● Records for the exercise
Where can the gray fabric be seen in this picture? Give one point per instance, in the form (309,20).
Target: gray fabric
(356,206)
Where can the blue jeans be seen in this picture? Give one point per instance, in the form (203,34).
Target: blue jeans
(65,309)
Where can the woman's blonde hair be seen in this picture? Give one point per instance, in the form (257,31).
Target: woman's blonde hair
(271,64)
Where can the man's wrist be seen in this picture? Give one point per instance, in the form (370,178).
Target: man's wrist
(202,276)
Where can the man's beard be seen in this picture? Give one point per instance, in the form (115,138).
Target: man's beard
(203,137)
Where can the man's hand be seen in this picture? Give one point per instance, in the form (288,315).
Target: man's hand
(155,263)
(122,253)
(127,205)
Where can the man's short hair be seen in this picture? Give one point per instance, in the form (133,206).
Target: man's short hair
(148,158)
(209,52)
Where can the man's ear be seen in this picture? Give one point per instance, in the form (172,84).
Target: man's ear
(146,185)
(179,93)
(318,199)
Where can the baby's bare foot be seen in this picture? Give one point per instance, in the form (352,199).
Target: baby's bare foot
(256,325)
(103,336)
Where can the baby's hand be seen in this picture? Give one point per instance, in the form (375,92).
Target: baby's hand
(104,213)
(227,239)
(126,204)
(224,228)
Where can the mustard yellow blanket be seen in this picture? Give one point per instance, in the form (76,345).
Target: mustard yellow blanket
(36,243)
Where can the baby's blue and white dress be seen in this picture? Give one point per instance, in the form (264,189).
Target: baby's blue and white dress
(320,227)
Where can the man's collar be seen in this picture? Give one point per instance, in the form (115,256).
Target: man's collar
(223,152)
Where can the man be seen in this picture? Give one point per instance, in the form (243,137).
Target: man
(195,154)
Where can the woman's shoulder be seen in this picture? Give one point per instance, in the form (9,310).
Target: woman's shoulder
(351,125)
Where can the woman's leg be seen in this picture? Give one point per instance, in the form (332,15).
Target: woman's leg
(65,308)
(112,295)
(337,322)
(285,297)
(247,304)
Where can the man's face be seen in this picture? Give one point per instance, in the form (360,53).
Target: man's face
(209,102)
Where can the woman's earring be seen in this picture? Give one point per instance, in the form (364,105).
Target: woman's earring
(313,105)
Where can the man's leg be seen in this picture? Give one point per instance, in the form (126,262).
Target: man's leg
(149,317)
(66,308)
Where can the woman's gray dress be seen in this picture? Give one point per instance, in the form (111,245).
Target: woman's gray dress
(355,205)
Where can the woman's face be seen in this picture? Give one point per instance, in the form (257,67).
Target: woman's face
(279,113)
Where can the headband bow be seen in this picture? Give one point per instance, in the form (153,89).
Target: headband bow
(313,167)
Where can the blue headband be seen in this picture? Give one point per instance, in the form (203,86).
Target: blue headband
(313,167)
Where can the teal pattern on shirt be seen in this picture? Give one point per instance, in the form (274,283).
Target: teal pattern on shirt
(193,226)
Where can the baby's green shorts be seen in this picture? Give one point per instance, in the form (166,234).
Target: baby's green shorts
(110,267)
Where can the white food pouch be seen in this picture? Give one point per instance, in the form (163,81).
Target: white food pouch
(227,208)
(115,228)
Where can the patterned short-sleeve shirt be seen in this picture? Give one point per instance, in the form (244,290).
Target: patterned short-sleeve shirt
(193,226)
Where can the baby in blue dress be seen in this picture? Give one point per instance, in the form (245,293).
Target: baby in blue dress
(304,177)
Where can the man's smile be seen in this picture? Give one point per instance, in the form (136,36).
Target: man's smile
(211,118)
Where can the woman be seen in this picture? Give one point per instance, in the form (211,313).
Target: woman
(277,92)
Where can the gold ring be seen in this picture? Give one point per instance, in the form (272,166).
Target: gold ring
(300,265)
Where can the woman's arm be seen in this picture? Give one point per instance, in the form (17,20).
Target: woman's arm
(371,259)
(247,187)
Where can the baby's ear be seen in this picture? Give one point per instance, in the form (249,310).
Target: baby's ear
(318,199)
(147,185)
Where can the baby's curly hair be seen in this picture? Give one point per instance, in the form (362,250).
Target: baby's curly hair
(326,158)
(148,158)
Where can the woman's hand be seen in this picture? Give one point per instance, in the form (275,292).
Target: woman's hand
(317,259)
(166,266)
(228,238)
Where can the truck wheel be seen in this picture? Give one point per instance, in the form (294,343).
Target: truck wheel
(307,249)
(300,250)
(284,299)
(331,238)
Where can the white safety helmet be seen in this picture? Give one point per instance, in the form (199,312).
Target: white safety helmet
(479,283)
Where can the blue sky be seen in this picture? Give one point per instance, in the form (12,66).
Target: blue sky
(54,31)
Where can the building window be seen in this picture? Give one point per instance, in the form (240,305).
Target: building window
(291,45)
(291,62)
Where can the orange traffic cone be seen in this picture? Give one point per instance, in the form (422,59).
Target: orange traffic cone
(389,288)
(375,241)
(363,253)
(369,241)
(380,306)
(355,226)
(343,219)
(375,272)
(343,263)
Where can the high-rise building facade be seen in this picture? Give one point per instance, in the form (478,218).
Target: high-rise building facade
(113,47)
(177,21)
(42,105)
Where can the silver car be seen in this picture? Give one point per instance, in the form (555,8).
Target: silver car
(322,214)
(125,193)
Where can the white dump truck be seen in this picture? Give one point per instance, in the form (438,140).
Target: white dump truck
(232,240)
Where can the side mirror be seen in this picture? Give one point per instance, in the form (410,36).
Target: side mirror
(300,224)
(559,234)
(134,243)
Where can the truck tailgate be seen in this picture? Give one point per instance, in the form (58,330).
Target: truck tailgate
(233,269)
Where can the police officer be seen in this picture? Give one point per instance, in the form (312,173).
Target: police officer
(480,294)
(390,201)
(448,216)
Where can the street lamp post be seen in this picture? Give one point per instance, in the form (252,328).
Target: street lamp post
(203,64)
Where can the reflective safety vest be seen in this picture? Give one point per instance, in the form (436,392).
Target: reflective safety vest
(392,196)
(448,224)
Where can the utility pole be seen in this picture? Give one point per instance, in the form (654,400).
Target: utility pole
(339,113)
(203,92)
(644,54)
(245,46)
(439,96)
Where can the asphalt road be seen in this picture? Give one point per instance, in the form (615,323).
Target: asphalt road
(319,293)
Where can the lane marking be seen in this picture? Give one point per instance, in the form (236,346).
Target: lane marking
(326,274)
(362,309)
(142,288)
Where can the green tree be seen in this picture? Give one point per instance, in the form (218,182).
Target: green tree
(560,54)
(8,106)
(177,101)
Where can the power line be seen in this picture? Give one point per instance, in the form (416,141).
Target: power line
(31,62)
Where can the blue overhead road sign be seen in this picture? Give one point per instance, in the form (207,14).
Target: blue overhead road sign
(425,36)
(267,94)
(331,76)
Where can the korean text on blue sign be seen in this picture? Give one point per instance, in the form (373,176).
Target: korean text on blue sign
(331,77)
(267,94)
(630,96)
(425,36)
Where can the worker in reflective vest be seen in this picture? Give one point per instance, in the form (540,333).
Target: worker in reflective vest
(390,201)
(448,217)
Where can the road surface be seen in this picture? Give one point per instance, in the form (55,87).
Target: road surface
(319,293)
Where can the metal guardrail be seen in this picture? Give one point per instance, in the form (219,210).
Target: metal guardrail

● Task to carry out
Using the listing above, gather each line that holds the string "guardrail" and copy it.

● Answer to this exercise
Where can the metal guardrail be seen in this picture? Give one point per instance, in the form (219,210).
Target: metal guardrail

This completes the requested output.